## Exercises to complete
[A] Reproduce the passage of the advice column on addressing residents in care, starting with "The director should" and going on through "valuable than others.".
[B] Continue the advice column on addressing residents in care from the point where it stops.
======== Reading text ========
Care providers show respect by using a patient's name
"She Has a Name in Georgia" (Dec. 2) complained that the care staff at the assisted living community where her mother lives calls her "Granny," "Grandma" and "Mamma." She found it disrespectful, and I agree with her.
I am an R.N. with two advanced nursing degrees. Calling a resident "Granny," "Dear" or "Honey" is not loving or caring. It is degrading, humiliating and hurtful! It does not matter what the ethnicity of the attendant is; there are standards of conduct and patient's rights. I suggest "She Has a Name" ask the director of the facility for copies of the standards of care and patient's rights documents.
The family may want to install a "nanny cam" in the room if it will provide peace of mind. There are many fine communities where care of the residents is professionally and caringly provided. I hope they are able to find one for their mother. -- RETIRED R.N. AND RESIDENT ADVOCATE
Thank you for sharing your expertise on this subject. I didn't realize patient's rights were specified by the documents you mentioned or that how a resident is addressed is covered in them. Other health care professionals responded similarly, and I stand corrected. My newspaper readers comment:
During school and in clinical rotations, we were repeatedly instructed to call clients by their names, especially in situations where memory was impaired. Not only does it help to reorient the patient as to who they are and help them to maintain their identity, but it provides a clear separation as to who is family and who is the caregiver.
The director should not have diminished the importance of the family's feelings on this matter. I suggest they consider relocating their mother to a facility that is more conscientious about the care they are being paid to provide. -- CAREGIVER IN FLORIDA
The assisted living staff should not be calling her mother by those names. The legal term is "elder speak," or as it is commonly known -- baby talk. This infantilizes elders. It is detrimental to their care and contributes to "ageism," a process in which elders are perceived as less valuable than others.
======== Information ========
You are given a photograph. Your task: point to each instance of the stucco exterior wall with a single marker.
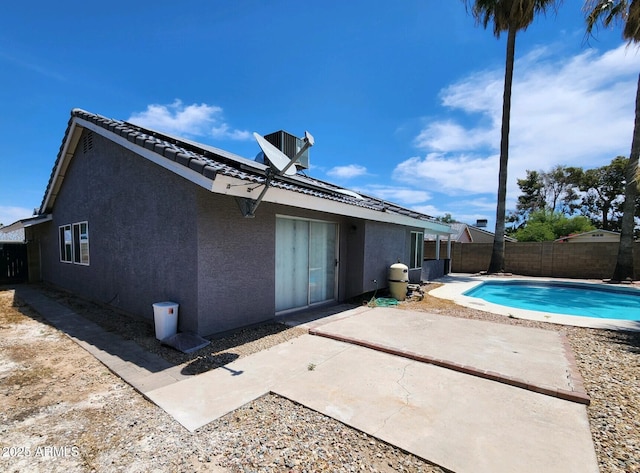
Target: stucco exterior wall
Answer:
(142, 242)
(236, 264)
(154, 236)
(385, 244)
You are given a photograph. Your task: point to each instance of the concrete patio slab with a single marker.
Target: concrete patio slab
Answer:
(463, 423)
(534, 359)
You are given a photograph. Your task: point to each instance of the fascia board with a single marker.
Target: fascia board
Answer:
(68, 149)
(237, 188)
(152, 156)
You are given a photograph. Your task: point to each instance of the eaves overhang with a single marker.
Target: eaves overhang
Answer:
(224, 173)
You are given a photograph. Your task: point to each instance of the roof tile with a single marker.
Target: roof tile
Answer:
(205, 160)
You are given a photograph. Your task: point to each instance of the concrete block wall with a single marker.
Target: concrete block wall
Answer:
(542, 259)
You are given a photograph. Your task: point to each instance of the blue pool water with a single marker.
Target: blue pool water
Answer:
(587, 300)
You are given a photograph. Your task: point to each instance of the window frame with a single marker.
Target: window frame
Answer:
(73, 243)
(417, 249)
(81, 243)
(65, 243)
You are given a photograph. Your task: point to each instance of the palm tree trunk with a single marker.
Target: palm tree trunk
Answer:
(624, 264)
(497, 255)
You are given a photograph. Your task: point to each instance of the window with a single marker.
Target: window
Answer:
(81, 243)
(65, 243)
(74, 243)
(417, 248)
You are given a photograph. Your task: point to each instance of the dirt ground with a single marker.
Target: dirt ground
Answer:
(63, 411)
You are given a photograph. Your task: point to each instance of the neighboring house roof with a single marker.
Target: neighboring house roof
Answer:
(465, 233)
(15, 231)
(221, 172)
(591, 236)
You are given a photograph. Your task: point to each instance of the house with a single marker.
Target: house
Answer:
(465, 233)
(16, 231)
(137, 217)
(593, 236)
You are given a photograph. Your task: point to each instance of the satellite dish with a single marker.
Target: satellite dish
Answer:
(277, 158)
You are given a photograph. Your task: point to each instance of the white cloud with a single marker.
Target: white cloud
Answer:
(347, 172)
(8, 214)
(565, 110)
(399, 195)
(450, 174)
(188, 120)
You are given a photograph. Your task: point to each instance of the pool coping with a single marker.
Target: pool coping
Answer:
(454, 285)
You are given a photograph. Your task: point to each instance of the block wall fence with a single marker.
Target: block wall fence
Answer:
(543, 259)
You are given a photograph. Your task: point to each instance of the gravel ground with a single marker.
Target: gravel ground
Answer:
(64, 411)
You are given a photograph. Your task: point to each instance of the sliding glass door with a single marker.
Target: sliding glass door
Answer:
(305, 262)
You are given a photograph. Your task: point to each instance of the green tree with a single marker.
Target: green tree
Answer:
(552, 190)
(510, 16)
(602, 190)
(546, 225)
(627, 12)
========
## List of answers
[A]
The director should not have diminished the importance of the family's feelings on this matter. I suggest they consider relocating their mother to a facility that is more conscientious about the care they are being paid to provide. -- CAREGIVER IN FLORIDA
The assisted living staff should not be calling her mother by those names. The legal term is "elder speak," or as it is commonly known -- baby talk. This infantilizes elders. It is detrimental to their care and contributes to "ageism," a process in which elders are perceived as less valuable than others.

[B]
The family was right to speak up and, regardless of cultural considerations, the staff and director should respect their wishes and refer to their mother by her appropriate name. -- SHOCKED R.N. IN CALGARY, CANADA
Failure to address a patient/resident by his or her proper name is a violation of regulations and could be cited during surveys. If the patient preferred a nickname, the care plan conference team (staff department heads, family and patient) needed to make a notation in the care plan to allow the nickname to be used.
Most of this is covered by the Patient's Bill of Rights and falls under the "right to be treated with respect and dignity." Using terms like "Sweetie" or "Granny" is a symptom of the staff's failure to respect the patient's individuality. They are objectifying and dehumanizing the person and becoming too complacent (or lazy) to learn his or her name. Besides, if an aide approached me and said, "Granny is complaining of pain," which "Granny" am I supposed to attend to? -- RESPECTFUL GERIATRIC NURSE
In Michigan, health care professionals are expected to call patients by name. In fact, my nephew was once called into his boss's office at the hospital and reprimanded when she overheard him say to a patient, "I'll show you the way to the X-ray unit, Grandma."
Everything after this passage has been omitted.